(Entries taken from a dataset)
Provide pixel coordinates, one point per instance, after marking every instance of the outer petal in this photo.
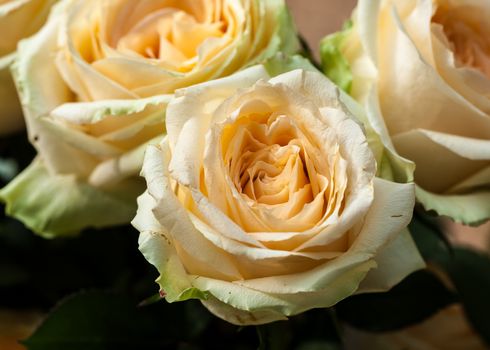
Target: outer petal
(396, 261)
(30, 198)
(11, 113)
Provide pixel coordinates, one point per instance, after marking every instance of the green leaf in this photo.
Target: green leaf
(415, 299)
(281, 63)
(334, 64)
(468, 208)
(100, 321)
(275, 336)
(430, 241)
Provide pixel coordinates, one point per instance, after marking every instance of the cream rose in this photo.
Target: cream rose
(95, 82)
(262, 200)
(423, 67)
(18, 19)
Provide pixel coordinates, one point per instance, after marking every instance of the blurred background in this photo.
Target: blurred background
(317, 18)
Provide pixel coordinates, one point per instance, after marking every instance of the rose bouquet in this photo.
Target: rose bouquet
(321, 203)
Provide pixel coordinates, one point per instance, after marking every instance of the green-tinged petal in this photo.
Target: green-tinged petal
(334, 64)
(260, 307)
(11, 113)
(93, 112)
(396, 261)
(159, 250)
(61, 205)
(469, 209)
(119, 168)
(282, 63)
(391, 166)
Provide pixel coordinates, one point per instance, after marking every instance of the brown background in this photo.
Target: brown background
(316, 18)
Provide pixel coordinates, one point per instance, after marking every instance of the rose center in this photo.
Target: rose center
(269, 164)
(172, 35)
(468, 35)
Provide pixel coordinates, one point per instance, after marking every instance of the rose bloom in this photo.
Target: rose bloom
(263, 202)
(94, 84)
(18, 19)
(424, 68)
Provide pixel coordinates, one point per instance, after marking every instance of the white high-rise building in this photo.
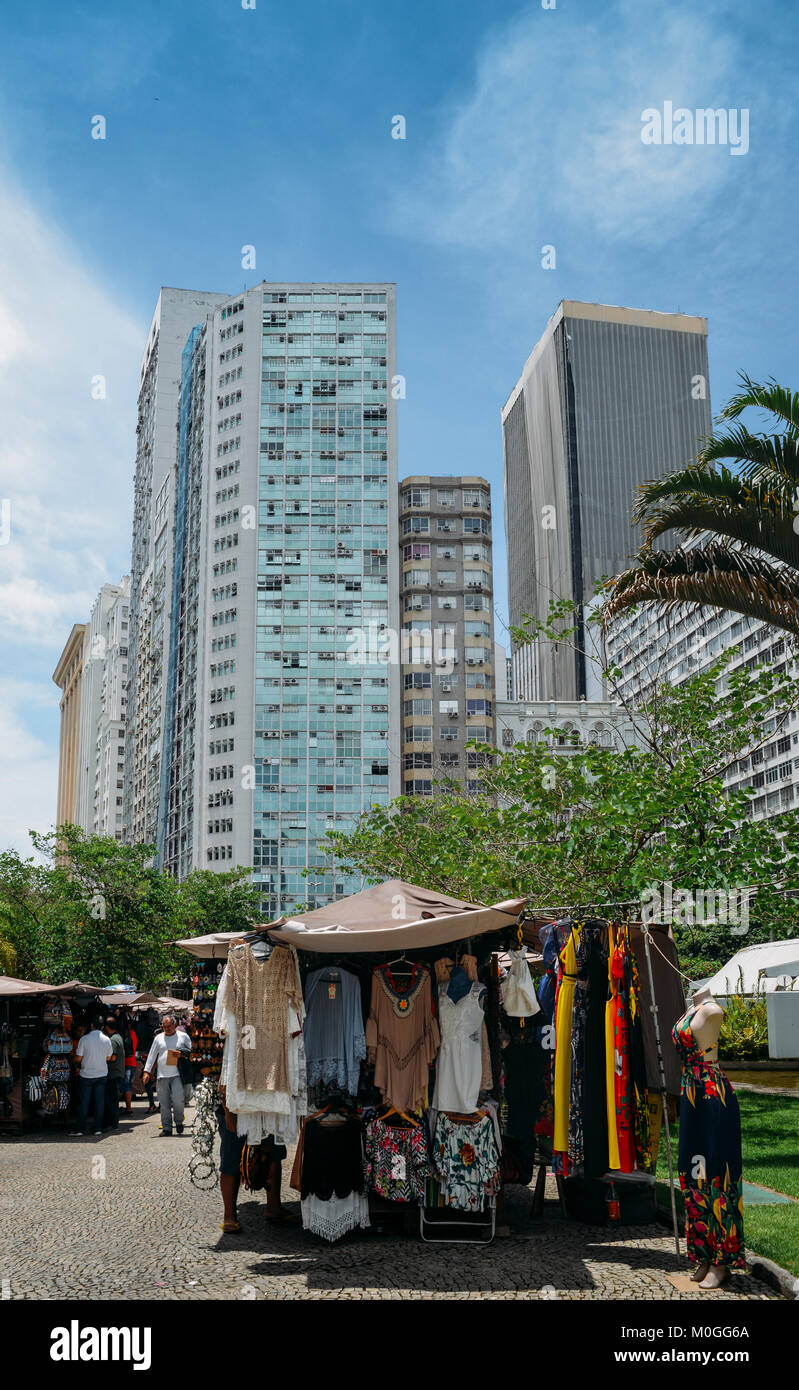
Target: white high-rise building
(103, 708)
(93, 734)
(264, 542)
(649, 648)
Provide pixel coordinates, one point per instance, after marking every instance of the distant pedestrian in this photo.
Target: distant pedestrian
(166, 1052)
(93, 1052)
(129, 1043)
(116, 1073)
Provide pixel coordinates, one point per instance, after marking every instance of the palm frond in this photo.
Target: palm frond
(755, 526)
(710, 576)
(709, 483)
(755, 455)
(778, 401)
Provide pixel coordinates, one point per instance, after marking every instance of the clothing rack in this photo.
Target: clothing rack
(592, 911)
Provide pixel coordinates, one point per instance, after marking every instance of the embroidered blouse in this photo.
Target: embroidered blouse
(402, 1037)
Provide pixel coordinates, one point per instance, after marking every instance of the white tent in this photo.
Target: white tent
(742, 975)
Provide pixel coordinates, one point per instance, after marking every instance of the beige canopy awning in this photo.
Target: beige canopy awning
(391, 916)
(10, 986)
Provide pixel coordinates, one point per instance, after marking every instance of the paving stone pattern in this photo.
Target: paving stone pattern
(117, 1216)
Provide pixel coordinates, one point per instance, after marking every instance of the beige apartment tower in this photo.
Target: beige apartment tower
(446, 640)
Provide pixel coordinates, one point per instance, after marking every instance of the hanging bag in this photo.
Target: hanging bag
(519, 998)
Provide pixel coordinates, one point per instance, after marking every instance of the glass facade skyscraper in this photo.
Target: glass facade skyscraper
(281, 722)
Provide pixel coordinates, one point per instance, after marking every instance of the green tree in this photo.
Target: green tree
(95, 909)
(595, 824)
(211, 901)
(744, 517)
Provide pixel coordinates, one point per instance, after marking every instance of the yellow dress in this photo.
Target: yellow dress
(563, 1045)
(613, 1157)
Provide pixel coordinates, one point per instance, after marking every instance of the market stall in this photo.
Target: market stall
(400, 1036)
(39, 1029)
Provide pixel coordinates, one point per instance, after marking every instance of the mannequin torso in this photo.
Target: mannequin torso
(706, 1023)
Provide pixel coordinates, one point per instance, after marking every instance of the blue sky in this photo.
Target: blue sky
(273, 127)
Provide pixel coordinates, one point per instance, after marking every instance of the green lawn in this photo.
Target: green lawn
(770, 1146)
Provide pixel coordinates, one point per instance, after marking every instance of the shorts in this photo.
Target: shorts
(232, 1147)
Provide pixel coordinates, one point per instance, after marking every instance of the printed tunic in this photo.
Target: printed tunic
(398, 1161)
(402, 1037)
(466, 1158)
(709, 1155)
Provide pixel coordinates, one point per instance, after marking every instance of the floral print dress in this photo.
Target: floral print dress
(709, 1157)
(466, 1158)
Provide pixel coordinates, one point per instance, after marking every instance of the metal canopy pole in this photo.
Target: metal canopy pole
(663, 1101)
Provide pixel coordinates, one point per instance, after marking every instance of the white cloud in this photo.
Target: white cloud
(66, 467)
(66, 459)
(28, 762)
(550, 132)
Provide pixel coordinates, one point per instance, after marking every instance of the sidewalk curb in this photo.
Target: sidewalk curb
(780, 1279)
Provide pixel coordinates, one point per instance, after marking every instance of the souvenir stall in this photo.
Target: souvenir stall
(39, 1030)
(399, 1040)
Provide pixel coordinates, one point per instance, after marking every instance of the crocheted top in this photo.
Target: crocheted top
(259, 994)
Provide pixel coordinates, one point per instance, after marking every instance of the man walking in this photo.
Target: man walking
(93, 1051)
(166, 1051)
(116, 1073)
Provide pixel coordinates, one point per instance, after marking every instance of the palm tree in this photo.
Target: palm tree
(745, 519)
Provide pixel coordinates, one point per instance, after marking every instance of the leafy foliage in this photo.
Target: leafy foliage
(744, 517)
(99, 911)
(594, 824)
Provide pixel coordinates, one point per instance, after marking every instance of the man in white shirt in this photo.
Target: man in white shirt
(166, 1051)
(93, 1051)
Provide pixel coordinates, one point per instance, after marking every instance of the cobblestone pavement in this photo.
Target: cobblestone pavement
(117, 1216)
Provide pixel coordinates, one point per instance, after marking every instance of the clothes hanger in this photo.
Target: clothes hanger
(392, 1109)
(412, 965)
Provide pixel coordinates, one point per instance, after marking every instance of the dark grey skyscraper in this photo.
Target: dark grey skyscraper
(607, 399)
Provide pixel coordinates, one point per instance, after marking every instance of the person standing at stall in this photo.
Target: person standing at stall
(116, 1073)
(129, 1043)
(93, 1052)
(166, 1051)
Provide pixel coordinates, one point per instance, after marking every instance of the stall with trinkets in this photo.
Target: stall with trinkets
(40, 1026)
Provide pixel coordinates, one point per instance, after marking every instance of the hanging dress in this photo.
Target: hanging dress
(563, 1009)
(613, 1161)
(334, 1030)
(332, 1191)
(709, 1155)
(466, 1158)
(460, 1059)
(623, 1075)
(402, 1037)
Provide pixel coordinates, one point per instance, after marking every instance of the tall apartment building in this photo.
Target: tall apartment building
(267, 541)
(651, 648)
(93, 674)
(67, 677)
(607, 399)
(175, 314)
(103, 712)
(448, 669)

Stated problem: Format each line of the data above as a JSON list of strings, one string per line, skipping any blank lines and leaving the pictures out.

Answer to the task:
[
  "Provide pixel coordinates, one point per instance, after marking every instance of the outer petal in this photo.",
  "Target: outer petal",
  "(396, 261)",
  "(30, 198)",
  "(11, 113)",
  "Provide pixel coordinates, one point per instance, after marking every instance of the green leaf in this photo.",
  "Target: green leaf",
  "(415, 299)",
  "(281, 63)",
  "(334, 64)",
  "(468, 208)",
  "(100, 321)",
  "(275, 336)",
  "(430, 241)",
  "Provide pixel coordinates, one point per instance, after marking every instance of the cream rose in this photo.",
  "Target: cream rose",
  "(95, 82)",
  "(262, 200)",
  "(423, 67)",
  "(18, 19)",
  "Provide pixel coordinates, one point per instance, after marking every instance of the blurred background in this photo.",
  "Target: blurred background",
  "(317, 18)",
  "Provide pixel coordinates, one point per instance, after marking every instance of the rose bouquet in this photo.",
  "Target: rose bouquet",
  "(321, 203)",
  "Provide pixel coordinates, one point per instance, after marking every instance of the green-tinged petal in this photo.",
  "Target: green-tinged petal",
  "(334, 64)",
  "(260, 307)",
  "(11, 113)",
  "(93, 112)",
  "(396, 261)",
  "(159, 250)",
  "(61, 205)",
  "(469, 209)",
  "(119, 168)",
  "(282, 63)",
  "(391, 166)",
  "Provide pixel coordinates, one point per instance, after marking every instance of the brown background in this photo.",
  "Target: brown background",
  "(316, 18)",
  "Provide pixel coordinates, one point per instance, after marking every instance of the rose center in this photo.",
  "Target: rose center",
  "(269, 164)",
  "(172, 35)",
  "(468, 35)",
  "Provide pixel coordinates, one point per instance, after marking every instance of the rose bloom in this photo.",
  "Target: rose bloom",
  "(263, 202)",
  "(94, 84)",
  "(18, 19)",
  "(424, 68)",
  "Provide pixel coordinates, one point per instance, after marking every instance of the white high-rise building in this photo.",
  "Target: white high-rise building",
  "(103, 708)",
  "(93, 734)",
  "(264, 542)",
  "(649, 648)",
  "Provide pixel coordinates, one point per instance, after marking every instance of the distant pedestrian in this photo.",
  "Target: distant pedestrian",
  "(166, 1052)",
  "(93, 1052)",
  "(129, 1043)",
  "(116, 1073)",
  "Provide pixel coordinates, one point per instance, after marking every instance of the palm frond in this photo.",
  "Target: palm frond",
  "(755, 526)",
  "(710, 576)",
  "(709, 483)",
  "(755, 455)",
  "(778, 401)",
  "Provide pixel coordinates, one point per instance, after marking every instance of the clothing rack in this photo.",
  "Target: clothing rack",
  "(592, 911)",
  "Provide pixel coordinates, one point per instance, after marking every instance of the embroidered blouse in this photo.",
  "Target: embroidered blouse",
  "(402, 1037)",
  "Provide pixel coordinates, one point per instance, after marking every instance of the white tent in this photo.",
  "Target: white tent",
  "(742, 975)",
  "Provide pixel coordinates, one point per instance, after marking every instance of the beige canopy awning in this photo.",
  "Target: beige canopy awning",
  "(391, 916)",
  "(10, 986)",
  "Provide pixel coordinates, one point per instance, after marking every instance of the paving stone pattern in this photo.",
  "Target: paving stone pattern",
  "(117, 1216)",
  "Provide pixel coordinates, one point per instance, after marking every instance of the beige apartment tower in this photo.",
  "Target: beige apartment tower",
  "(446, 640)",
  "Provide pixel coordinates, one point per instance, after marking every instance of the hanging bag in this photo.",
  "Target: hanging bag",
  "(519, 998)",
  "Provide pixel coordinates, one point per instance, after marking every instance of the glass facade skyscraper in this photo.",
  "Target: glass facade skyscraper",
  "(281, 722)",
  "Provide pixel coordinates, one point per instance, after marking every instance of the green tree in this photo.",
  "Target: green tree",
  "(95, 909)",
  "(595, 824)",
  "(211, 901)",
  "(744, 517)",
  "Provide pixel coordinates, one point per instance, after marking every instance of the yellow dress in this photo.",
  "Target: yellow dress",
  "(563, 1045)",
  "(613, 1157)",
  "Provide pixel coordinates, one point per instance, after marking every instance of the market stall in this photo.",
  "Target: market stall",
  "(400, 1036)",
  "(39, 1029)",
  "Provide pixel coordinates, one point per instance, after marking every instance of the mannequin torso in this photo.",
  "Target: mannequin torso",
  "(706, 1023)",
  "Provide pixel coordinates, one point per instance, after marking every instance of the blue sky in this photo.",
  "Target: blue sky",
  "(273, 127)",
  "Provide pixel coordinates, one point per instance, after marking every instance of the green lawn in this photo.",
  "Target: green lawn",
  "(770, 1146)",
  "Provide pixel coordinates, one point per instance, after marking every instance of the shorts in this photo.",
  "Target: shorts",
  "(232, 1147)",
  "Provide pixel coordinates, one point per instance, after marking every instance of the printed tunic in this photo.",
  "Target: printed tunic",
  "(398, 1161)",
  "(402, 1037)",
  "(466, 1158)",
  "(709, 1155)",
  "Provide pixel coordinates, one point per instance, after marking every instance of the floral print dress in this photo.",
  "Target: floral print dress",
  "(709, 1157)",
  "(466, 1158)",
  "Provide pixel coordinates, one point per instance, after marking every instance of the metal canopy pole in this photo.",
  "Target: metal canopy pole",
  "(663, 1101)",
  "Provide pixel coordinates, one point per instance, after marking every instance of the white cloud in this photo.",
  "Target: white cloud",
  "(66, 467)",
  "(66, 459)",
  "(28, 762)",
  "(550, 132)",
  "Provide pixel coordinates, one point per instance, after marking every instance of the sidewalk curb in this photo.",
  "Target: sidewalk curb",
  "(780, 1279)",
  "Provide pixel coordinates, one point per instance, after marking every instance of the souvenir stall in this photo.",
  "Target: souvenir stall",
  "(39, 1030)",
  "(399, 1040)",
  "Provide pixel coordinates, one point per instance, after marking every instance of the crocheted top in this photo.",
  "Target: crocheted top",
  "(259, 994)",
  "Provide pixel coordinates, one point per instance, after marking every instance of the man walking in this photo.",
  "Target: man walking",
  "(93, 1051)",
  "(166, 1051)",
  "(116, 1073)",
  "Provide pixel coordinates, one point per instance, after marking every instance of the palm tree in this photo.",
  "Target: palm tree",
  "(745, 519)",
  "Provide pixel coordinates, one point per instance, after marking every instance of the leafy foliage in this photo.",
  "Target: leafy foliage",
  "(744, 517)",
  "(99, 911)",
  "(594, 824)",
  "Provide pixel coordinates, one point per instance, after marking every instance of the man in white shirt in this photo.",
  "Target: man in white shirt",
  "(166, 1051)",
  "(93, 1051)",
  "Provide pixel coordinates, one point per instance, after marking every instance of the cobblestone pavement in this photo.",
  "Target: cobblestone pavement",
  "(117, 1216)",
  "Provide pixel coordinates, one point per instance, after marking every instance of the clothes hanger in this photo.",
  "Target: clothes hanger",
  "(392, 1109)",
  "(412, 965)",
  "Provide pixel coordinates, one point per instance, after marking every instance of the dark grey skyscraper in this photo.",
  "Target: dark grey skyscraper",
  "(607, 399)",
  "Provide pixel coordinates, one point per instance, after marking every instance of the person standing at stall in this photo.",
  "Target: person standing at stall",
  "(116, 1073)",
  "(129, 1043)",
  "(93, 1052)",
  "(166, 1051)",
  "Provide pixel coordinates, one point per instance, after marking every instance of the stall with trinkets in this photo.",
  "Target: stall with trinkets",
  "(40, 1026)",
  "Provide pixel coordinates, one point per instance, after marking every instance of the hanging dress in this photo.",
  "Target: hanging dress",
  "(563, 1009)",
  "(613, 1161)",
  "(334, 1030)",
  "(332, 1191)",
  "(709, 1155)",
  "(466, 1158)",
  "(460, 1059)",
  "(623, 1075)",
  "(402, 1037)",
  "Provide pixel coordinates, one point per instance, after marking every instance of the tall apartment building in this photo.",
  "Target: tall apartment building",
  "(267, 541)",
  "(651, 648)",
  "(93, 674)",
  "(67, 677)",
  "(607, 399)",
  "(175, 314)",
  "(103, 712)",
  "(448, 669)"
]